◆ Short task 1 ◆
From the loudspeaker article, output the stretch from "One of the reasons" through "was a pushover!" word for word.
◆ Short task 2 ◆
According to the loudspeaker article, which science was the only one the writer wasn't terribly good at?
◆ Short task 3 ◆
Take the loudspeaker article further, picking up after its last sentence.

If it's transparent loudspeakers you crave, David Price implores you to seek out Usher’s new Be-10!

 

 

Much to my chagrin, the only science I wasn’t terribly good at was Physics - not a great admission for an electronics obsessed, internal combustion engine-fascinated fifteen year old. But then, a curious ability at Chemistry kind of made up for it. I’d never been particularly excited at the prospect of test tubes, Bunsen burners and fume cupboards (although the occasional opportunity to add water to acid was never missed), but somehow almost by accident, I took to it like a duck to water...

 

One of the reasons was learning about the Periodic Table. “Wow,” I mused, “here’s everything you need to know, all the chemical building blocks mapped out in front of you - learn that and I’ve cracked it”. Thus began my slavish, by rote, chanting of “H-He-Li-Be-B-C-N-O-F-Ne-Na-Mg-Al-Si-P-S-Cl-Ar-K-Ca”. Although it wasn’t quite as easy as “Every Good Boy Deserves Football” for my Music ‘O Level’, the mnemonic eventually sunk in and lo and behold, Chemistry GCE was a pushover!

 

Well, a decade or so (ahem!) later, my increasingly porous grey matter has retained little of my school science exploits, but one thing it does remember is the Periodic Table, and my interest in materials technology remains. That’s why I’m still fascinated at the way loudspeaker designs choose different substances to make drive units - from plastic film membranes for electrostatics to slivers of metal for ribbons, or any number of variations of doped paper and plastic with conventional moving coil cone drivers. The fun thing is that there are no rules - aside from that the thing or bit that moves the air should be as light and rigid and unresonant as possible...

[Source data]

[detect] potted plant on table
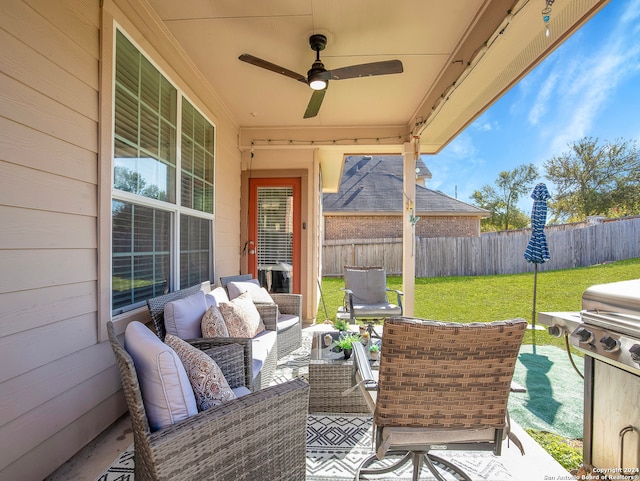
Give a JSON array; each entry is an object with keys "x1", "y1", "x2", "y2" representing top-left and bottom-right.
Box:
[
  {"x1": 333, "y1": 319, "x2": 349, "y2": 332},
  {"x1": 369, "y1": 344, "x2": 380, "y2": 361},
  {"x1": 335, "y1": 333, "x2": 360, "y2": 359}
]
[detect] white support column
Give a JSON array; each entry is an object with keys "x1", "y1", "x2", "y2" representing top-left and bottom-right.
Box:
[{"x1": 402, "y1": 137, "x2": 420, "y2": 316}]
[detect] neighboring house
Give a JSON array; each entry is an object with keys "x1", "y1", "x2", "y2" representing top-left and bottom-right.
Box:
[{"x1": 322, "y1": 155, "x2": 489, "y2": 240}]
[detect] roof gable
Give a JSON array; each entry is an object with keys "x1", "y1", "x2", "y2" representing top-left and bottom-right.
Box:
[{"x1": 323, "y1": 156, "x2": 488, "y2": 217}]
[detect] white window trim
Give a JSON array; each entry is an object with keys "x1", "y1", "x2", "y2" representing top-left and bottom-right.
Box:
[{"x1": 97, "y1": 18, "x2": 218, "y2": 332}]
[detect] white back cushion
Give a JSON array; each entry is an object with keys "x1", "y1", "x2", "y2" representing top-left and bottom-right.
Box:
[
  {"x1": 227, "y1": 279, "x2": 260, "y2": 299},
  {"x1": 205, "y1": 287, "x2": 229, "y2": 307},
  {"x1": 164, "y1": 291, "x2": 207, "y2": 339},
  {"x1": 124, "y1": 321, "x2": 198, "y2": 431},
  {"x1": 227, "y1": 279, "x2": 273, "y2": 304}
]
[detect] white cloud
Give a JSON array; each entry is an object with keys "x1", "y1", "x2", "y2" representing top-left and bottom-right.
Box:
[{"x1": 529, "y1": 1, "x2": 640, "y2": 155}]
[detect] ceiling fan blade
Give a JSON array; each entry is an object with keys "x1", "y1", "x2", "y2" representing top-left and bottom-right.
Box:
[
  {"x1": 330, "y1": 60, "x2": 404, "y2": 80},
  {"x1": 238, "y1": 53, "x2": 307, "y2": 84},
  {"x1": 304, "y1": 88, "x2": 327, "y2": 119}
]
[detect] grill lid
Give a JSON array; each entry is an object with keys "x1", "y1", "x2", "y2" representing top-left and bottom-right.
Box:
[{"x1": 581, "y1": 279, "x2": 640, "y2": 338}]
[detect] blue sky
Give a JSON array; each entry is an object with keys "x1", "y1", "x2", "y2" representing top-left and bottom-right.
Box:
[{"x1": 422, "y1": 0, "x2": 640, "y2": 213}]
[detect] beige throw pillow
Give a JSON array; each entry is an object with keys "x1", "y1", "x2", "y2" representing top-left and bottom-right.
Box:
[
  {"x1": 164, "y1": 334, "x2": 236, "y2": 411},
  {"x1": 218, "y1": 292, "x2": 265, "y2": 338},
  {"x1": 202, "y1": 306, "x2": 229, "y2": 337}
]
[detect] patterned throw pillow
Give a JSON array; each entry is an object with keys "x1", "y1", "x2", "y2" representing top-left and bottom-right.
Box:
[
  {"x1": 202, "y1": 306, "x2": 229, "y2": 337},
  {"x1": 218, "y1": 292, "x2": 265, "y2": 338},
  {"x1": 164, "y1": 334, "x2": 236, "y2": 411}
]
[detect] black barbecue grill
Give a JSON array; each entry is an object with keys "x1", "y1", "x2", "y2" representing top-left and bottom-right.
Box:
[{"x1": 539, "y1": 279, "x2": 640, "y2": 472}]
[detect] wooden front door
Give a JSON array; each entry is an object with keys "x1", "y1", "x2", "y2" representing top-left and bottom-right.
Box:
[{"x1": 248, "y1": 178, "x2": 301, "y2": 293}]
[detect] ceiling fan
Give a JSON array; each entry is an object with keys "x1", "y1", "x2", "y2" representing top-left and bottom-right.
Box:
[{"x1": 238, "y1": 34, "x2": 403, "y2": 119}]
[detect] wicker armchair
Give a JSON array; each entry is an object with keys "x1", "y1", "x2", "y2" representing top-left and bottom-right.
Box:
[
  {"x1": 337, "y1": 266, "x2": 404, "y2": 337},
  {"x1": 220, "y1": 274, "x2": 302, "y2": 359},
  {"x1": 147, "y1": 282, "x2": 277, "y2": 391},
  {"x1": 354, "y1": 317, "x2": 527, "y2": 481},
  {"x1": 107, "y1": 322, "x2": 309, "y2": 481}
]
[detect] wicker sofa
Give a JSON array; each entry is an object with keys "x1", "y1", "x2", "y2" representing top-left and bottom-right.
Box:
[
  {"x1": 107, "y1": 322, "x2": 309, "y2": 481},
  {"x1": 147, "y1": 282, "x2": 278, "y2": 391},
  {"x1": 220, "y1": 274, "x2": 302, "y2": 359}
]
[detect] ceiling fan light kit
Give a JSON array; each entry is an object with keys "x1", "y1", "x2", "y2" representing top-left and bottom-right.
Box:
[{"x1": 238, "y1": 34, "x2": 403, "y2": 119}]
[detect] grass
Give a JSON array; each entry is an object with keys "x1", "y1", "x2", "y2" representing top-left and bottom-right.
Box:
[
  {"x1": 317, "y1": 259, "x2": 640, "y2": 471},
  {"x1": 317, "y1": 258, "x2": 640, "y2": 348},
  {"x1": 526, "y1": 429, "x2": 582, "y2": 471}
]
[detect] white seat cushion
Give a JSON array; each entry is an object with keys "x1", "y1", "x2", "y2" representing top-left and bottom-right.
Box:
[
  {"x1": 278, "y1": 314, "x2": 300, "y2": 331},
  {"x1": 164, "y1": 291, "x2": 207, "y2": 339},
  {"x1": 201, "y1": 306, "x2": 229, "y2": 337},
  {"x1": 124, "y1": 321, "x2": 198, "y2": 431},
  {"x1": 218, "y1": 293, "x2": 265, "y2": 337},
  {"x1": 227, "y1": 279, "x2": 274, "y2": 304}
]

◆ Answer 1 ◆
One of the reasons was learning about the Periodic Table. “Wow,” I mused, “here’s everything you need to know, all the chemical building blocks mapped out in front of you - learn that and I’ve cracked it”. Thus began my slavish, by rote, chanting of “H-He-Li-Be-B-C-N-O-F-Ne-Na-Mg-Al-Si-P-S-Cl-Ar-K-Ca”. Although it wasn’t quite as easy as “Every Good Boy Deserves Football” for my Music ‘O Level’, the mnemonic eventually sunk in and lo and behold, Chemistry GCE was a pushover!

◆ Answer 2 ◆
Physics.

◆ Answer 3 ◆
 

Oh, and I forgot the final dictate - with commercially available speakers at least - cost. Let’s not forget that there’s got to be a point in making them in the first place (i.e. the company’s continued existence), so financial considerations hold sway. That’s why most speakers use moving coil drivers (they’re the cheapest and/or the easiest to source or make), and also why most moving coil drivers use plastic cones of one type or another. Again, the same sort of thing you make Coke bottles out of or dispense Shampoo from is never going to break the bank now, is it?

 

Still - before we get too ‘knowing’ and cynical about why the commercial reality of production loudspeakers is generally so far away from the theoretical ideal - let’s not forget that this is only half the story. Just because you’ve got the best drive unit material doesn’t guarantee you will have the best sound - you need to integrate those drivers with the cabinet and other drivers successfully before you even come close. However, what you can be sure about is that if you haven’t got the best driver materials, you’ll never be able to get the best sound.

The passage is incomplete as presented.